* **STATED TASK**: Render every one of the lines below as a Markdown table with two columns, Row and Line, numbering the rows in order and omitting any blank lines.

* **PROVIDED DATA**:

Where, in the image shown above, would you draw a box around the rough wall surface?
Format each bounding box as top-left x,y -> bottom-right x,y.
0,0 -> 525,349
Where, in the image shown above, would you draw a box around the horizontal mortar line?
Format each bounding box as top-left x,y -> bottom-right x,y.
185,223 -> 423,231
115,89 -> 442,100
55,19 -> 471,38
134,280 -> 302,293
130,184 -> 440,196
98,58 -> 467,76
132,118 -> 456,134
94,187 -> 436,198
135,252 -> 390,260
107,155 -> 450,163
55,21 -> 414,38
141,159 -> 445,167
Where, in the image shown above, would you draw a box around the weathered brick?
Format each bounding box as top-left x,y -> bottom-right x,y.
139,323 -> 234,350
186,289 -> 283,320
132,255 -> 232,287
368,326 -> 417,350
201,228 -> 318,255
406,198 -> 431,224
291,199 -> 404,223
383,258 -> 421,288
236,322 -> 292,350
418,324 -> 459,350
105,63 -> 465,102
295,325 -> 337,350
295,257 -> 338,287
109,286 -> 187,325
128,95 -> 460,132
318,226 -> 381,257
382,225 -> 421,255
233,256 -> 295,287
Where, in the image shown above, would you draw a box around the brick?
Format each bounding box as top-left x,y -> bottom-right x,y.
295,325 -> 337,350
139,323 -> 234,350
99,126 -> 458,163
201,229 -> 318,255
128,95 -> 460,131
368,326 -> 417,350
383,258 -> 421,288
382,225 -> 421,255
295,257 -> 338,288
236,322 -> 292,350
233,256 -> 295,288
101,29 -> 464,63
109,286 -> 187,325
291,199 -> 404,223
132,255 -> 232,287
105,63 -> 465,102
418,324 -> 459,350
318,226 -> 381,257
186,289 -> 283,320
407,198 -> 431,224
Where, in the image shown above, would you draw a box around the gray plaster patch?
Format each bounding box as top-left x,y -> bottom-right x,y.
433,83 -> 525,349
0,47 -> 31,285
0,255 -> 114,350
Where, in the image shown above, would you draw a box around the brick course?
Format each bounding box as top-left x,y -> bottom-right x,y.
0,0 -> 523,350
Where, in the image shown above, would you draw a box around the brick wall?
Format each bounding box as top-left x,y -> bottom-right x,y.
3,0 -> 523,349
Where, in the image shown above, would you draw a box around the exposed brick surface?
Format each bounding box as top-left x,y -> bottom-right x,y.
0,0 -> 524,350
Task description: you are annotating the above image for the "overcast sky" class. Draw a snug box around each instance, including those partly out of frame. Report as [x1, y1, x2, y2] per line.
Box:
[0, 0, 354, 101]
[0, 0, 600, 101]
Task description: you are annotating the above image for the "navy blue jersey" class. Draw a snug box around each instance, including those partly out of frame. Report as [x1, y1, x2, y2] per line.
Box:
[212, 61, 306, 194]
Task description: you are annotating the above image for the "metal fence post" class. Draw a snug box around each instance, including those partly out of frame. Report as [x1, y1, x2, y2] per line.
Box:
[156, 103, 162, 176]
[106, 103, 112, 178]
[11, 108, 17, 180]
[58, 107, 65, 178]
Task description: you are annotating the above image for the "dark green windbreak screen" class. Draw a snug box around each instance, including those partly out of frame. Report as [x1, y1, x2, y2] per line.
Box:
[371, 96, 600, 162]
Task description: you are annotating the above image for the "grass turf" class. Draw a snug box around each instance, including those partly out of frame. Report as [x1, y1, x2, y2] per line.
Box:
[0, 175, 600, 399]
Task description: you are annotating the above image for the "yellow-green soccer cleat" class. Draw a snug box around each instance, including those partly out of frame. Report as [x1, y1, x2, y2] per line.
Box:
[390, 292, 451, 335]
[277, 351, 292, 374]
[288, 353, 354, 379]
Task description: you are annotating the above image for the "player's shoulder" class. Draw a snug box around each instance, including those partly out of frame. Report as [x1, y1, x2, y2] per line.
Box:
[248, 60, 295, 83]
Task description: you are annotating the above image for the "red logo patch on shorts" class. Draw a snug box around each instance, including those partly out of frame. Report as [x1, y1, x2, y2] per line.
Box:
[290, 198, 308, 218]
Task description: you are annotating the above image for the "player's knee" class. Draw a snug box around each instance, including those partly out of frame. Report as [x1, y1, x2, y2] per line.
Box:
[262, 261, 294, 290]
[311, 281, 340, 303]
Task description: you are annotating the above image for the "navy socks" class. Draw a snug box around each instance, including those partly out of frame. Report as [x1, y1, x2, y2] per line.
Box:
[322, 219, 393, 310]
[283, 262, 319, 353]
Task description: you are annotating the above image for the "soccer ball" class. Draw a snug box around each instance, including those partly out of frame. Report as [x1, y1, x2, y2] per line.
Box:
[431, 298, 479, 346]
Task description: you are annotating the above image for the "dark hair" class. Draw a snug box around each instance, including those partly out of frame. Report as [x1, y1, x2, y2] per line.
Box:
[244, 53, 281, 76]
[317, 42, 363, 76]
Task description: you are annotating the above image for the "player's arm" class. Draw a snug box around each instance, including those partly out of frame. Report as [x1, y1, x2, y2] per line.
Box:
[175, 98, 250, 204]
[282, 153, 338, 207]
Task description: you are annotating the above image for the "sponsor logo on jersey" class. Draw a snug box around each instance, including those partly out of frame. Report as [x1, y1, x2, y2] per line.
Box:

* **COMPLETED TASK**:
| Row | Line |
|---|---|
| 1 | Where, in the image shown above, would you draw a box around the rough wall surface? |
| 2 | Format each bounding box as top-left x,y -> bottom-right x,y. |
| 3 | 0,0 -> 525,349 |
| 4 | Where, in the image shown above, would you draw a box around the horizontal mortar line? |
| 5 | Format each bounding box as top-left x,y -> bottom-right x,y. |
| 6 | 185,223 -> 423,231 |
| 7 | 115,89 -> 442,100 |
| 8 | 55,19 -> 471,38 |
| 9 | 134,280 -> 302,293 |
| 10 | 130,184 -> 440,196 |
| 11 | 98,58 -> 467,76 |
| 12 | 132,118 -> 456,134 |
| 13 | 94,187 -> 436,198 |
| 14 | 135,252 -> 390,260 |
| 15 | 107,155 -> 450,163 |
| 16 | 55,21 -> 414,38 |
| 17 | 141,159 -> 445,167 |
| 18 | Where, in the image shown above, would you draw a box around the weathered brick? |
| 19 | Format each bounding box as top-left x,y -> bottom-right x,y. |
| 20 | 139,323 -> 234,350 |
| 21 | 186,289 -> 283,320 |
| 22 | 132,255 -> 232,287 |
| 23 | 368,326 -> 417,350 |
| 24 | 201,228 -> 318,255 |
| 25 | 406,198 -> 431,224 |
| 26 | 291,199 -> 404,223 |
| 27 | 383,258 -> 421,288 |
| 28 | 236,322 -> 292,350 |
| 29 | 418,324 -> 459,350 |
| 30 | 105,63 -> 465,102 |
| 31 | 295,325 -> 337,350 |
| 32 | 295,257 -> 338,287 |
| 33 | 109,286 -> 187,325 |
| 34 | 128,95 -> 460,132 |
| 35 | 318,226 -> 381,257 |
| 36 | 382,225 -> 421,255 |
| 37 | 233,256 -> 295,287 |
| 38 | Where, in the image shown above, would you draw a box around the brick? |
| 39 | Format each bounding box as top-left x,y -> bottom-right x,y. |
| 40 | 295,325 -> 337,350 |
| 41 | 139,323 -> 234,350 |
| 42 | 99,126 -> 458,163 |
| 43 | 201,229 -> 318,255 |
| 44 | 128,95 -> 460,131 |
| 45 | 368,326 -> 417,350 |
| 46 | 383,258 -> 421,288 |
| 47 | 382,225 -> 421,255 |
| 48 | 295,257 -> 338,288 |
| 49 | 236,322 -> 292,350 |
| 50 | 233,256 -> 295,288 |
| 51 | 101,29 -> 464,63 |
| 52 | 109,286 -> 187,325 |
| 53 | 291,199 -> 404,223 |
| 54 | 132,255 -> 232,287 |
| 55 | 105,63 -> 465,102 |
| 56 | 418,324 -> 459,350 |
| 57 | 318,226 -> 381,257 |
| 58 | 186,289 -> 283,320 |
| 59 | 407,198 -> 431,224 |
| 60 | Where, in the image shown above, would you draw a box around the gray plaster patch? |
| 61 | Format each bounding box as top-left x,y -> bottom-right x,y. |
| 62 | 433,83 -> 525,349 |
| 63 | 0,47 -> 31,285 |
| 64 | 0,255 -> 114,350 |
| 65 | Where, in the image shown above, would you draw a box around the brick course? |
| 66 | Format each bounding box as top-left x,y -> bottom-right x,y. |
| 67 | 0,0 -> 523,350 |
| 68 | Where, in the image shown above, would you draw a box around the brick wall? |
| 69 | Format each bounding box as top-left x,y -> bottom-right x,y. |
| 70 | 3,0 -> 523,349 |
| 71 | Where, in the image shown above, would you draw a box around the exposed brick surface? |
| 72 | Format each bounding box as top-left x,y -> bottom-right x,y. |
| 73 | 0,0 -> 524,350 |
| 74 | Task description: you are annotating the above image for the "overcast sky" class. Draw a snug box around each instance, including those partly out of frame. Report as [x1, y1, x2, y2] per line. |
| 75 | Box: |
| 76 | [0, 0, 354, 101] |
| 77 | [0, 0, 600, 101] |
| 78 | Task description: you are annotating the above image for the "navy blue jersey" class. Draw a snug box around each instance, including those partly out of frame. Report as [x1, y1, x2, y2] per line. |
| 79 | Box: |
| 80 | [212, 61, 306, 194] |
| 81 | Task description: you are annotating the above image for the "metal fence post" class. Draw a snug box around each instance, including those partly out of frame. Report as [x1, y1, x2, y2] per line. |
| 82 | Box: |
| 83 | [156, 103, 162, 176] |
| 84 | [106, 103, 112, 178] |
| 85 | [11, 108, 17, 180] |
| 86 | [58, 107, 65, 178] |
| 87 | Task description: you are annotating the above image for the "dark green windbreak screen" class. Draw a snug box around each instance, including those partly out of frame. Report as [x1, y1, x2, y2] per line. |
| 88 | Box: |
| 89 | [371, 96, 600, 162] |
| 90 | Task description: you are annotating the above image for the "grass turf" class. Draw a snug box around each instance, including those partly out of frame. Report as [x1, y1, x2, y2] per line. |
| 91 | Box: |
| 92 | [0, 175, 600, 399] |
| 93 | Task description: you are annotating the above image for the "yellow-green soccer cleat" class. Draw a snug box around each instance, including those partly out of frame. Report as [x1, y1, x2, y2] per line. |
| 94 | Box: |
| 95 | [390, 292, 451, 335] |
| 96 | [277, 351, 292, 374] |
| 97 | [288, 353, 354, 379] |
| 98 | Task description: you are annotating the above image for the "player's shoulder" class. Draw a snug box around each instance, including those partly out of frame. Report as [x1, y1, x2, y2] per line. |
| 99 | Box: |
| 100 | [248, 60, 295, 83] |
| 101 | Task description: you are annotating the above image for the "red logo patch on shorts" class. Draw a snug box around each instance, including those partly out of frame. Report as [x1, y1, x2, y2] per line. |
| 102 | Box: |
| 103 | [290, 198, 308, 218] |
| 104 | Task description: you are annotating the above image for the "player's knee" class. Draw a snug box around each instance, including those partly out of frame. Report as [x1, y1, x2, y2] per line. |
| 105 | Box: |
| 106 | [262, 261, 294, 290] |
| 107 | [311, 281, 340, 303] |
| 108 | Task description: you are annotating the above image for the "navy socks" class. Draw a snug box around each instance, including those partly out of frame. Report as [x1, y1, x2, y2] per line. |
| 109 | Box: |
| 110 | [322, 219, 393, 310] |
| 111 | [283, 262, 319, 353] |
| 112 | Task description: you are annotating the above image for the "soccer ball" class. Draw a snug box around each instance, including those partly out of frame. Report as [x1, y1, x2, y2] per line. |
| 113 | Box: |
| 114 | [431, 298, 479, 346] |
| 115 | Task description: you are annotating the above image for the "dark hair" class. Draw a snug box around each instance, including those partly out of frame. Report as [x1, y1, x2, y2] per line. |
| 116 | Box: |
| 117 | [244, 53, 281, 76] |
| 118 | [317, 42, 363, 76] |
| 119 | Task description: you are annotating the above image for the "player's arm" class. Draw a snug box around each instance, including those partly out of frame. Report as [x1, y1, x2, y2] per line. |
| 120 | Box: |
| 121 | [175, 98, 250, 204] |
| 122 | [282, 153, 338, 207] |
| 123 | Task description: you are annotating the above image for the "sponsor logo on jersey" class. Draw a snug box around each instance, including those partly out of frame. Report as [x1, y1, x2, y2] per line. |
| 124 | Box: |